Return the part of the JWT authentication notes below, word for word, starting with "and next time" and going on through "of the application.".

-- Begin EXCERPTED PASSAGE --

JWT token (Once authenticated)

JWT is a very modern, simple and secure approach which extends for Json Web Tokens. Json Web Tokens are a stateless solution for authentication. So there is no need to store any session state on the server, which of course is perfect for restful APIs. Restful APIs should always be stateless, and the most widely used alternative to authentication with JWTs is to just store the user’s log-in state on the server using sessions. But then of course does not follow the principle that says that restful APIs should be stateless and that’s why solutions like JWT became popular and effective.

So now let’s know how authentication actually works with Json Web Tokens. Assuming we already have a registered user in our database. So the user’s client starts by making a post request with the username and the password, the application then checks if the user exists and if the password is correct, then the application will generate a unique Json Web Token for only that user.

{NOTE:If not JWt we were using sessionid before that was being stored in cookies …once logged in a unique session id would be generated and then it would be stored on the server.
and next time of accesing anything on the appication then session id would be send to the server and it would be searched and matched with the session id already there on the server ..and then successful.

Drawback:If session id is stored on one server then next time request goes to other server as there can be multiple server.then it would fail.}

The token is created using a secret string that is stored on a server. Next, the server then sends that JWT back to the client which will store it either in a cookie or in local storage.

Just like this, the user is authenticated and basically logged into our application without leaving any state on the server.

So the server does in fact not know which user is actually logged in, but of course, the user knows that he’s logged in because he has a valid Json Web Token which is a bit like a passport to access protected parts of the application.

-- End EXCERPTED PASSAGE --
-- Begin DATASET RECORDS --

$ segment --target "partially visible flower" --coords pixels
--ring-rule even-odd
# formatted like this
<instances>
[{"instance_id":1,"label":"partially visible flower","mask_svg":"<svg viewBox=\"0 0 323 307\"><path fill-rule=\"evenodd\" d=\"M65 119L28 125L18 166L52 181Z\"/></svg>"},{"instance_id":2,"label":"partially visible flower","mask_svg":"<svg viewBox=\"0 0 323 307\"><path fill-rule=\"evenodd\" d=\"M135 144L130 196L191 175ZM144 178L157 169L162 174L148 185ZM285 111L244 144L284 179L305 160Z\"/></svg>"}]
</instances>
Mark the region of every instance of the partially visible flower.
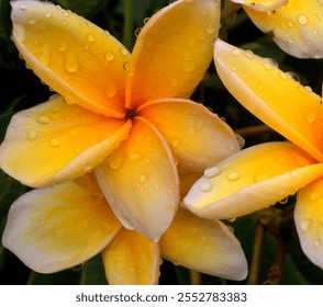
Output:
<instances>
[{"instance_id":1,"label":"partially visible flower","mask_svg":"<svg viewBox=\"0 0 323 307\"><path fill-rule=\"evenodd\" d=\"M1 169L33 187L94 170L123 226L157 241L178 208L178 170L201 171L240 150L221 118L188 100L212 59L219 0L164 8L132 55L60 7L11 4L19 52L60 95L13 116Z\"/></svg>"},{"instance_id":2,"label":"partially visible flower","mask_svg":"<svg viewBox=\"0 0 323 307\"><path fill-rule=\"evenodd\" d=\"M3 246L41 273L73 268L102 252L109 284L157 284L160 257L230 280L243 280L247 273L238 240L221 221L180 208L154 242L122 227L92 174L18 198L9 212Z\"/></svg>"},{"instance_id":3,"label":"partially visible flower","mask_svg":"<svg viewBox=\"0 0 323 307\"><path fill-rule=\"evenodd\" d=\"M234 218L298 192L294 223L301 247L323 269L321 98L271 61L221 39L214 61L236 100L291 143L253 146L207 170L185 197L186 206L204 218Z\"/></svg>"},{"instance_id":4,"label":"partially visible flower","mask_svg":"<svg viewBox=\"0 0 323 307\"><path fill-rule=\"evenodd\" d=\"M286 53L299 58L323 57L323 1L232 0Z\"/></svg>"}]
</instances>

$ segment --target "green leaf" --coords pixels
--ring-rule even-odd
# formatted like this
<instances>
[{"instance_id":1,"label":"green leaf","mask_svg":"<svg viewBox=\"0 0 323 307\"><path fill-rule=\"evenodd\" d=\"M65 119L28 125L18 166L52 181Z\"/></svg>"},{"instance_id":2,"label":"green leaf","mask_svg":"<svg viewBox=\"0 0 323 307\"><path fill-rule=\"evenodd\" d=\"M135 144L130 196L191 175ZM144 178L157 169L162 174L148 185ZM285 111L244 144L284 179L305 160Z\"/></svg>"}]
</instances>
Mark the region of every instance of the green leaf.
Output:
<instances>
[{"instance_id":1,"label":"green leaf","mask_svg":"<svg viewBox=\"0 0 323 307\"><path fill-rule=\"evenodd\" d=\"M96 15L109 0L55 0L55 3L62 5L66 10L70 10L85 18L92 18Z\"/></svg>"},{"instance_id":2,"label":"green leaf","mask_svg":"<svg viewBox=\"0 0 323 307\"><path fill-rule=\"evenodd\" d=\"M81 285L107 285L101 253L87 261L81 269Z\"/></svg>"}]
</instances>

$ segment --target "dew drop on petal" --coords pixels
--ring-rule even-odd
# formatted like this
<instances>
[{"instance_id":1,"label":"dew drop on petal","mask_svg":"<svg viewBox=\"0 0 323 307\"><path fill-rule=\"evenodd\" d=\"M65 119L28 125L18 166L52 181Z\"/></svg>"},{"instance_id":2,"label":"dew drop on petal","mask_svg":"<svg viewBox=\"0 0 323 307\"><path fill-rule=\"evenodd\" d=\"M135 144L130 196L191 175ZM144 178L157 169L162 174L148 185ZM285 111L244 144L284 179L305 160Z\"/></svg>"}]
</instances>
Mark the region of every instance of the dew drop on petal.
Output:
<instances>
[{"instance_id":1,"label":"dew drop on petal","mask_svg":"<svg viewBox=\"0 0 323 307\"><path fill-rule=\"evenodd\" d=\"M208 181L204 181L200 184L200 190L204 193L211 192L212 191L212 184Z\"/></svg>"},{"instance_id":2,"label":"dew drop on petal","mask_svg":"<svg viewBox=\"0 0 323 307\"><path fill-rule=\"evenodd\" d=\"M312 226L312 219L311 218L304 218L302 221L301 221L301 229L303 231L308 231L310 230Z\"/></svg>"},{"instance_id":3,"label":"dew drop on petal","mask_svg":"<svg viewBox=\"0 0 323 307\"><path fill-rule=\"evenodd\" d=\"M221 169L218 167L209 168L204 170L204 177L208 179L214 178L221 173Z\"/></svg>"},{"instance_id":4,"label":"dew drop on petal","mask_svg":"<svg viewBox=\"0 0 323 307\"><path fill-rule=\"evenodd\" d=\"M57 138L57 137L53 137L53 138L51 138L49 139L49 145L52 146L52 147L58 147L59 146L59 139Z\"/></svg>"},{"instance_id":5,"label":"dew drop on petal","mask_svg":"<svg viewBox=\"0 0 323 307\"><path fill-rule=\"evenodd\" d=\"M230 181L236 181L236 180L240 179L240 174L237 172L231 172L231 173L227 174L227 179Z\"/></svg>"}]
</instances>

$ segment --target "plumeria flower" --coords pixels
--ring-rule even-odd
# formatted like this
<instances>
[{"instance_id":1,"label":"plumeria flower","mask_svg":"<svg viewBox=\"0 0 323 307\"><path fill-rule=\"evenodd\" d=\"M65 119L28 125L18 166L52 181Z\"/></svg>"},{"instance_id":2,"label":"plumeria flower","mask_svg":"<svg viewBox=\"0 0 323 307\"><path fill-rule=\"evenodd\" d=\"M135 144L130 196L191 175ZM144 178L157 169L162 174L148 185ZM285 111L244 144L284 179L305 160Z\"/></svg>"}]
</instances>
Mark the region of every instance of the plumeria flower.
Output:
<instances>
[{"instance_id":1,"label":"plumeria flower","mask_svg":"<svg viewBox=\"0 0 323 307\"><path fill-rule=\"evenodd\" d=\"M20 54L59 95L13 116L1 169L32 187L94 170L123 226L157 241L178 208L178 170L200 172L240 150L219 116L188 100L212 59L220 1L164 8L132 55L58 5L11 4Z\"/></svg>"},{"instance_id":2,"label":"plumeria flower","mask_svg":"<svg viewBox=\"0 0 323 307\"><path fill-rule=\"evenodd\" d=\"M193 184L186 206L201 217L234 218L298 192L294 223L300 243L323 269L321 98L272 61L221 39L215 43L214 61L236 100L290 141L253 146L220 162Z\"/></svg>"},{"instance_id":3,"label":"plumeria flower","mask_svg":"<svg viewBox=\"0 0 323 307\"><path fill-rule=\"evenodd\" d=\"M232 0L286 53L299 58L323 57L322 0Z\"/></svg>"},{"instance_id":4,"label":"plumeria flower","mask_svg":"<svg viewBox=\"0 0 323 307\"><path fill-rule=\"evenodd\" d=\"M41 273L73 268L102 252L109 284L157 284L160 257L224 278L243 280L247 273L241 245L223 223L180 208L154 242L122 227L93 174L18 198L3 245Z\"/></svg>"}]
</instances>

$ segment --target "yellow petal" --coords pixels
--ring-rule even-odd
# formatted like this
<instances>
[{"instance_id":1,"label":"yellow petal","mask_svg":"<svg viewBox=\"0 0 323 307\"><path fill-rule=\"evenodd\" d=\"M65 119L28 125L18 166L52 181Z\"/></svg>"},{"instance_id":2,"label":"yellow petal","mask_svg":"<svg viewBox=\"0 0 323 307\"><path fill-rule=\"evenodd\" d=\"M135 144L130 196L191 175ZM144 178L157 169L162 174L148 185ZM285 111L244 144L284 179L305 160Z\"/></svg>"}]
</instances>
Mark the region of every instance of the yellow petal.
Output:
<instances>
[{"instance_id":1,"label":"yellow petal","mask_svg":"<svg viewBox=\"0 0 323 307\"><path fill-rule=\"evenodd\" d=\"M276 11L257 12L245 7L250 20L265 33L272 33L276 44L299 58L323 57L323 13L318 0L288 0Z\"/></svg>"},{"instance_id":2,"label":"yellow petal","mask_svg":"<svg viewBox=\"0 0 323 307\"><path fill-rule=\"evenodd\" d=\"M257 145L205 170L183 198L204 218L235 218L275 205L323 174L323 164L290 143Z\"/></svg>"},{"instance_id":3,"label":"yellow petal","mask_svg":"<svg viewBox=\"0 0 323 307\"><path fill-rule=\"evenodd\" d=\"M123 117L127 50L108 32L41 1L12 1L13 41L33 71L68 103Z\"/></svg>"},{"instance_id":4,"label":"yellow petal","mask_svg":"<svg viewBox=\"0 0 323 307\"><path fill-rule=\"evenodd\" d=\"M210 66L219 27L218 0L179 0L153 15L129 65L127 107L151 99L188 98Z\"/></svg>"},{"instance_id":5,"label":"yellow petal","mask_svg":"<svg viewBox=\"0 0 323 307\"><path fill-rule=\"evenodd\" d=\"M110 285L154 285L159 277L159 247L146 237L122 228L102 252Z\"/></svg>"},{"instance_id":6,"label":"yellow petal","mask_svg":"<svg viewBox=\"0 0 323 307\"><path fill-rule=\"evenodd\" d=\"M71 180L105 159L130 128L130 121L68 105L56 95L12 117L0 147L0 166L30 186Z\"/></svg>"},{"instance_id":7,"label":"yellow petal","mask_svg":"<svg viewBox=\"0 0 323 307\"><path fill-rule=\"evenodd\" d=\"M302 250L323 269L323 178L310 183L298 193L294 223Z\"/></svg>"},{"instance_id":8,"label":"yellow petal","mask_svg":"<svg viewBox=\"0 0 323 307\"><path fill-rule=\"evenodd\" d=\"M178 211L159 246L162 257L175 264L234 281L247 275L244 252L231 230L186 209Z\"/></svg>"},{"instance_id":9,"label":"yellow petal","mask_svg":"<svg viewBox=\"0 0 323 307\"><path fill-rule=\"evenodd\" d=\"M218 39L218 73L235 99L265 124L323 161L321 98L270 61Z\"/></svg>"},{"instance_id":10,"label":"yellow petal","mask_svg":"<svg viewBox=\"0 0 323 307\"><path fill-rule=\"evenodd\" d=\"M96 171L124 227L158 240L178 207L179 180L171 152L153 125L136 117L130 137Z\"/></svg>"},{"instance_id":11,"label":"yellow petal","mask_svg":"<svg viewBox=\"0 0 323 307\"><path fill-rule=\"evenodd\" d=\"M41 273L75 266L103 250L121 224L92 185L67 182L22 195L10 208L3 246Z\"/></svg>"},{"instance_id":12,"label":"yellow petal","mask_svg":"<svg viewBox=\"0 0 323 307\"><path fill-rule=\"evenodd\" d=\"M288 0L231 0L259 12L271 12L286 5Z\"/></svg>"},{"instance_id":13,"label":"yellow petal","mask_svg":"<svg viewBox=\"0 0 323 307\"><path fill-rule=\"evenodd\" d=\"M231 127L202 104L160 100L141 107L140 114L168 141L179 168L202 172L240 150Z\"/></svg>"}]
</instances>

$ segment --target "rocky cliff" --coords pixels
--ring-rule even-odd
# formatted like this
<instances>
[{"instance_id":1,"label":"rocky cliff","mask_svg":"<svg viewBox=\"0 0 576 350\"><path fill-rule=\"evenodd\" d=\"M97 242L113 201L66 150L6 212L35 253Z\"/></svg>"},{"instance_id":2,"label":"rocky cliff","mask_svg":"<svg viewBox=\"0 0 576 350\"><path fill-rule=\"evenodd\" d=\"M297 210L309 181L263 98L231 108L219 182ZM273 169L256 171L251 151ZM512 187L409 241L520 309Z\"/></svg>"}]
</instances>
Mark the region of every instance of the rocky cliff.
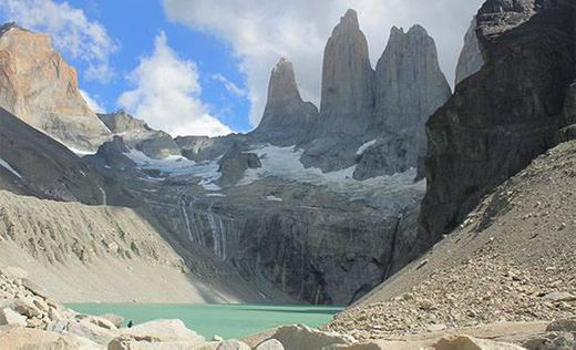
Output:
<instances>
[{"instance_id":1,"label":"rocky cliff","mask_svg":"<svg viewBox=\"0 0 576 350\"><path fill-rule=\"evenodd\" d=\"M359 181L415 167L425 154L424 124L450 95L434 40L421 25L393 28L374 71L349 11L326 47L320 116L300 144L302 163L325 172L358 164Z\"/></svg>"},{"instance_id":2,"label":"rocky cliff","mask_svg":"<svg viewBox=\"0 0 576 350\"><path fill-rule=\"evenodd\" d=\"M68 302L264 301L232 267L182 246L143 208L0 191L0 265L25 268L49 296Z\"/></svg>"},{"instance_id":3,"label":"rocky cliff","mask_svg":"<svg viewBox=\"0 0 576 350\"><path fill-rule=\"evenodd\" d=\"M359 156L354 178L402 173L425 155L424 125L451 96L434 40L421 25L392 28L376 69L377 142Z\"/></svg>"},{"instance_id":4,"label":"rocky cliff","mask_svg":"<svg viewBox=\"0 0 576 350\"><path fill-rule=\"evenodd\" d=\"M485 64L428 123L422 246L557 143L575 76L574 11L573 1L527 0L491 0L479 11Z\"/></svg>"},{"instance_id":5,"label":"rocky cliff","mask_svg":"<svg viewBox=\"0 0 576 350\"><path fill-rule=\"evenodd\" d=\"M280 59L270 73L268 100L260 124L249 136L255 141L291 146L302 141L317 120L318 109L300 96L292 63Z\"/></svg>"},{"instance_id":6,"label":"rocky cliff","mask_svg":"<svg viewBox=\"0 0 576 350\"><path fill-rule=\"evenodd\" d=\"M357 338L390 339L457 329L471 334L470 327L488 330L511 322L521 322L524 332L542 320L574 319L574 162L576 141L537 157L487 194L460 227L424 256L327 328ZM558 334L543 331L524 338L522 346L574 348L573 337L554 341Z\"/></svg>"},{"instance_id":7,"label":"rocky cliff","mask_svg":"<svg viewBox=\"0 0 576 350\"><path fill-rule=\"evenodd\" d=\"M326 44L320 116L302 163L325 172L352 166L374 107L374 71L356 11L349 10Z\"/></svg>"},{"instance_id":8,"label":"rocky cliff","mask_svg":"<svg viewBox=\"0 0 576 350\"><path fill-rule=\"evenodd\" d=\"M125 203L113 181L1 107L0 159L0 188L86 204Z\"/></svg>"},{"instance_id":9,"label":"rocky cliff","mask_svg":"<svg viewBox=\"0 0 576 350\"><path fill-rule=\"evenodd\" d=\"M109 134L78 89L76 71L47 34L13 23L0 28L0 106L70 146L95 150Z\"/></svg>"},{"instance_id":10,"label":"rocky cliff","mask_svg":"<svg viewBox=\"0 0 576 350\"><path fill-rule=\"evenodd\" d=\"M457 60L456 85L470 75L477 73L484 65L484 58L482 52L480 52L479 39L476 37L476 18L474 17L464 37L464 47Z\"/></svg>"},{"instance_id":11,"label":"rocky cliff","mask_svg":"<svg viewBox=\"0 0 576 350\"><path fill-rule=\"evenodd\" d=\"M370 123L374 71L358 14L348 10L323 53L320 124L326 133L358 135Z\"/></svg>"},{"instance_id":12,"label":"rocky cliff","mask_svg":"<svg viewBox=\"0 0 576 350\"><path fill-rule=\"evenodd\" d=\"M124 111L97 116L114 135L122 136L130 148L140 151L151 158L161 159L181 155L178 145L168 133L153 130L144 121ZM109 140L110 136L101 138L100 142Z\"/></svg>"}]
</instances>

-- End DATASET RECORDS --

**ANSWER BELOW:**
and next time of accesing anything on the appication then session id would be send to the server and it would be searched and matched with the session id already there on the server ..and then successful.

Drawback:If session id is stored on one server then next time request goes to other server as there can be multiple server.then it would fail.}

The token is created using a secret string that is stored on a server. Next, the server then sends that JWT back to the client which will store it either in a cookie or in local storage.

Just like this, the user is authenticated and basically logged into our application without leaving any state on the server.

So the server does in fact not know which user is actually logged in, but of course, the user knows that he’s logged in because he has a valid Json Web Token which is a bit like a passport to access protected parts of the application.